## Task objective:
Copy the forum post about the firmware failing to load and the glxinfo output word for word, with every line in its original order.

## Given text:

"""

It definitely appears that the direction of roccobaroccoSC is correct and that the firmware cannot be loaded. 

I also installed graphics/mesa-demos for the kicks of it. 

The output of glxinfo:
`LIBGL_DEBUG=verbose glxinfo | grep ren   
libGL: screen 0 does not appear to be DRI2 capable
libGL: OpenDriver: trying /usr/local/lib/dri/swrast_dri.so
libGL: Can't open configuration file /home/nick/.drirc: No such file or directory.
libGL: Can't open configuration file /home/nick/.drirc: No such file or directory.

"""

## Given information:
"""

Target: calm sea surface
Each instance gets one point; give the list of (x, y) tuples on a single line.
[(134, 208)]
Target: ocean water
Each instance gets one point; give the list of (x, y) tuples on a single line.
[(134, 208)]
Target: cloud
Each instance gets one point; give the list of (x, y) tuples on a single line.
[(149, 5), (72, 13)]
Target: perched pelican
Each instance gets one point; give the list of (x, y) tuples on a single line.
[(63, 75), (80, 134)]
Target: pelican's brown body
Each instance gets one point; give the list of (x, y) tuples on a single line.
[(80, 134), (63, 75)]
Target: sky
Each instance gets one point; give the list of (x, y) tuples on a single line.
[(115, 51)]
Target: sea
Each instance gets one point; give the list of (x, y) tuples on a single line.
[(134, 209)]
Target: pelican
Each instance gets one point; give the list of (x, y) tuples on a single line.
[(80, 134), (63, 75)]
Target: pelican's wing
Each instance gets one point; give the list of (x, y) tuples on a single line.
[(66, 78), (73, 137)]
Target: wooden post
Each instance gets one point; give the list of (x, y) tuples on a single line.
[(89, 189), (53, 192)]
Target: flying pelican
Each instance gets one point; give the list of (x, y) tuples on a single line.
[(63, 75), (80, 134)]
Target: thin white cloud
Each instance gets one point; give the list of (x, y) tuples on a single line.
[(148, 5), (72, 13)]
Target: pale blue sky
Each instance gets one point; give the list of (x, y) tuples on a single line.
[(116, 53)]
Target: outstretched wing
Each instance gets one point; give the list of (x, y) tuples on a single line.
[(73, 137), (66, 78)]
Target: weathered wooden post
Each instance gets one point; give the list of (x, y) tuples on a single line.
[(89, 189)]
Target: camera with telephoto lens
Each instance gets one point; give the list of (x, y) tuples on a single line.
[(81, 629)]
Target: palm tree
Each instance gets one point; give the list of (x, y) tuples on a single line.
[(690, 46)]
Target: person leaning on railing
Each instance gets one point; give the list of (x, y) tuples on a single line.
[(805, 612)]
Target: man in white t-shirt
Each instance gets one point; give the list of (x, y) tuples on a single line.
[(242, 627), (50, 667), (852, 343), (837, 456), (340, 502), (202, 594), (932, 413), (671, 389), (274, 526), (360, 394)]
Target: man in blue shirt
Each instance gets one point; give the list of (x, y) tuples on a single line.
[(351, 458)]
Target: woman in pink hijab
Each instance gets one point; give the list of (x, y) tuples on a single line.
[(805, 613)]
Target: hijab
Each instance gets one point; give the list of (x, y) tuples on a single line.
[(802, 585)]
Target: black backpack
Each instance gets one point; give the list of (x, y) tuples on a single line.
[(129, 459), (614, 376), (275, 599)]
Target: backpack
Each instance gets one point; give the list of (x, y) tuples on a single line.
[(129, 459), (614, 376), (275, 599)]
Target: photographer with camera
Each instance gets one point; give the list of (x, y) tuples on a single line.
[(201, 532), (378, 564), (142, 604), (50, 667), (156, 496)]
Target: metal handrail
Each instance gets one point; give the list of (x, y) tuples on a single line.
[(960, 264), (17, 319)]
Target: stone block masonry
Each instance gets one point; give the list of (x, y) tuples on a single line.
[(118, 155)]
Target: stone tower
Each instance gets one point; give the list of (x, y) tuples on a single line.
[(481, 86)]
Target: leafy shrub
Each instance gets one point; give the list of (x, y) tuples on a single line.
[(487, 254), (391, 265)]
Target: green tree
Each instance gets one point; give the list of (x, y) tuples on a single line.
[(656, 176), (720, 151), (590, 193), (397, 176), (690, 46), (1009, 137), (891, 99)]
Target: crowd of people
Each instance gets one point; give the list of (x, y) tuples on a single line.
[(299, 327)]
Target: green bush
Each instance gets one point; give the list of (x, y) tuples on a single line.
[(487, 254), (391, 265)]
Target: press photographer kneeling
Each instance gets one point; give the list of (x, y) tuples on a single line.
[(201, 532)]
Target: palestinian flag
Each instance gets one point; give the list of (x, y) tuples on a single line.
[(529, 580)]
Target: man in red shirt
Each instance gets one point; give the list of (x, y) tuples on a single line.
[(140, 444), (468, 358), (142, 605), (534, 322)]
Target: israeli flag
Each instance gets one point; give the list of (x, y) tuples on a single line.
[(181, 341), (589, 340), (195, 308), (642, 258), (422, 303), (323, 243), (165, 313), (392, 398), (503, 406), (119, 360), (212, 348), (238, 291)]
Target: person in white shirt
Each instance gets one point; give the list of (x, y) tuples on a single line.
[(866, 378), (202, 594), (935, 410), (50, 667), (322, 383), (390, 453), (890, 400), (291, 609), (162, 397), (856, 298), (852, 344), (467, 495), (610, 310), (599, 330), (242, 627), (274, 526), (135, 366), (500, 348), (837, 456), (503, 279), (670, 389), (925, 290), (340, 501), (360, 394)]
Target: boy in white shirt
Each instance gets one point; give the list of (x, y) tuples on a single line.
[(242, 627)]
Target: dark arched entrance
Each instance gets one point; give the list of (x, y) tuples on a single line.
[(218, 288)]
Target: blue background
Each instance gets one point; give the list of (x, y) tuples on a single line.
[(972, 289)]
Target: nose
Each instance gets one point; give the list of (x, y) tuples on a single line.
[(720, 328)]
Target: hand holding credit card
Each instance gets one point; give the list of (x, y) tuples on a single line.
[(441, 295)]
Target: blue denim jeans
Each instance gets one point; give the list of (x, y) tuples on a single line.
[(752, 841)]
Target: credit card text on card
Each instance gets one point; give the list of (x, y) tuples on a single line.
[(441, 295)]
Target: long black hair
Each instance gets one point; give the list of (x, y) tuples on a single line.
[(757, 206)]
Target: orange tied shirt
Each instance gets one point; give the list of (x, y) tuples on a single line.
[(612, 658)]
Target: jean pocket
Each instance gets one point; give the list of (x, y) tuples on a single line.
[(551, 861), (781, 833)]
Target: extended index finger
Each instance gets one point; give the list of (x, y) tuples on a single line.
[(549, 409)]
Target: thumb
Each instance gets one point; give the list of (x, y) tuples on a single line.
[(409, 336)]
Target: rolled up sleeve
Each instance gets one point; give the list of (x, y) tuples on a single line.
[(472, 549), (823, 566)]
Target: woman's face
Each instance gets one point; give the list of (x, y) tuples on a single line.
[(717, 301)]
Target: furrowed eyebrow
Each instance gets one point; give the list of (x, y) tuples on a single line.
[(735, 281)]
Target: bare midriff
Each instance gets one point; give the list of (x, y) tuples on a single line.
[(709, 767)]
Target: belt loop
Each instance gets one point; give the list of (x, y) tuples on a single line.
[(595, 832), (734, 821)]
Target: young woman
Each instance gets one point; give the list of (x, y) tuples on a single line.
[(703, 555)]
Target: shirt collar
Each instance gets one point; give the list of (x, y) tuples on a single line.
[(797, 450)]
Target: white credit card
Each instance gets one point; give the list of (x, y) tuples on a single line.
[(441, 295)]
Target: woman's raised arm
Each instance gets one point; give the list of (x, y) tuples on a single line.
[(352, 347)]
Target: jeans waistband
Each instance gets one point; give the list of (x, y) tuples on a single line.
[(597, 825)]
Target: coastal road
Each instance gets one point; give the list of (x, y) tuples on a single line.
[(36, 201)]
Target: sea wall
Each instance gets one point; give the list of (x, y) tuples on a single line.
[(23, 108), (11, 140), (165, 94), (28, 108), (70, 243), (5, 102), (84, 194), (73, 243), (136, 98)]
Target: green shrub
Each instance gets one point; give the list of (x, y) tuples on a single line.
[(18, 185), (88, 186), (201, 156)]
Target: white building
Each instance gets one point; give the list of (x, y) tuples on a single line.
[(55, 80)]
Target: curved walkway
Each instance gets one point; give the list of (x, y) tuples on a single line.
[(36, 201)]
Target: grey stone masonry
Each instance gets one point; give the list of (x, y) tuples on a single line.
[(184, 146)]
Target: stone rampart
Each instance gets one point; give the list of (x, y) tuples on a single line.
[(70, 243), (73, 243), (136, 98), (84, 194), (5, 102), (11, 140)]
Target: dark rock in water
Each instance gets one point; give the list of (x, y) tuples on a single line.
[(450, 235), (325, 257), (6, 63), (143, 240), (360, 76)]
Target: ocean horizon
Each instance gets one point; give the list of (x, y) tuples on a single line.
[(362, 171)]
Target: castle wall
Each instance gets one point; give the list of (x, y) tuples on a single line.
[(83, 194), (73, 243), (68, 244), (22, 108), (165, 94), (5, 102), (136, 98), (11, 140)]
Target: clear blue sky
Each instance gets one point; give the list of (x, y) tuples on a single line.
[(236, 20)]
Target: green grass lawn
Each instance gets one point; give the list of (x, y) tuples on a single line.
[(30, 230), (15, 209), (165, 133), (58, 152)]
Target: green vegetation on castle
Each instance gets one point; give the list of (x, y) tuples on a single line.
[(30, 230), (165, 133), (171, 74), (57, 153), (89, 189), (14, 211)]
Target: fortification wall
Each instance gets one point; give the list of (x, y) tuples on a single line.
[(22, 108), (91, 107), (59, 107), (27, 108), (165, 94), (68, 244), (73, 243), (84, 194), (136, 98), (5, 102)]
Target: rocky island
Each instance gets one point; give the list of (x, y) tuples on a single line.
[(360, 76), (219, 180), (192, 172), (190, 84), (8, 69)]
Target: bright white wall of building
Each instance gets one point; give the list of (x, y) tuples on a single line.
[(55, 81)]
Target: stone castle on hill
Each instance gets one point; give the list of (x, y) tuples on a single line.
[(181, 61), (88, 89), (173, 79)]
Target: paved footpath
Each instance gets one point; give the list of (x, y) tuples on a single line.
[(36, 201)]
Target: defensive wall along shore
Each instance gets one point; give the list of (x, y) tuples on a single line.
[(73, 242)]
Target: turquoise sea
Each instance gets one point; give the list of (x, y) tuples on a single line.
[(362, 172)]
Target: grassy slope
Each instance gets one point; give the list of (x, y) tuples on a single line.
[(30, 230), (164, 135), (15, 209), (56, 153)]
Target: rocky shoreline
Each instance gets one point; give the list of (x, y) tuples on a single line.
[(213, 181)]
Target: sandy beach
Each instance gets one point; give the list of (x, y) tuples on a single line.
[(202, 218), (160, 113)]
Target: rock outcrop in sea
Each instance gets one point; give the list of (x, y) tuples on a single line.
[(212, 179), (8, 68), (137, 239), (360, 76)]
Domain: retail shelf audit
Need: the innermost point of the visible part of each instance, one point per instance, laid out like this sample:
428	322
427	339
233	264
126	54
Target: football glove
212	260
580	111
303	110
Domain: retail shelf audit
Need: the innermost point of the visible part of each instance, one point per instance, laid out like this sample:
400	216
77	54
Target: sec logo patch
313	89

"""

## The completed task:
It definitely appears that the direction of roccobaroccoSC is correct and that the firmware cannot be loaded. 

I also installed graphics/mesa-demos for the kicks of it. 

The output of glxinfo:
`LIBGL_DEBUG=verbose glxinfo | grep ren   
libGL: screen 0 does not appear to be DRI2 capable
libGL: OpenDriver: trying /usr/local/lib/dri/swrast_dri.so
libGL: Can't open configuration file /home/nick/.drirc: No such file or directory.
libGL: Can't open configuration file /home/nick/.drirc: No such file or directory.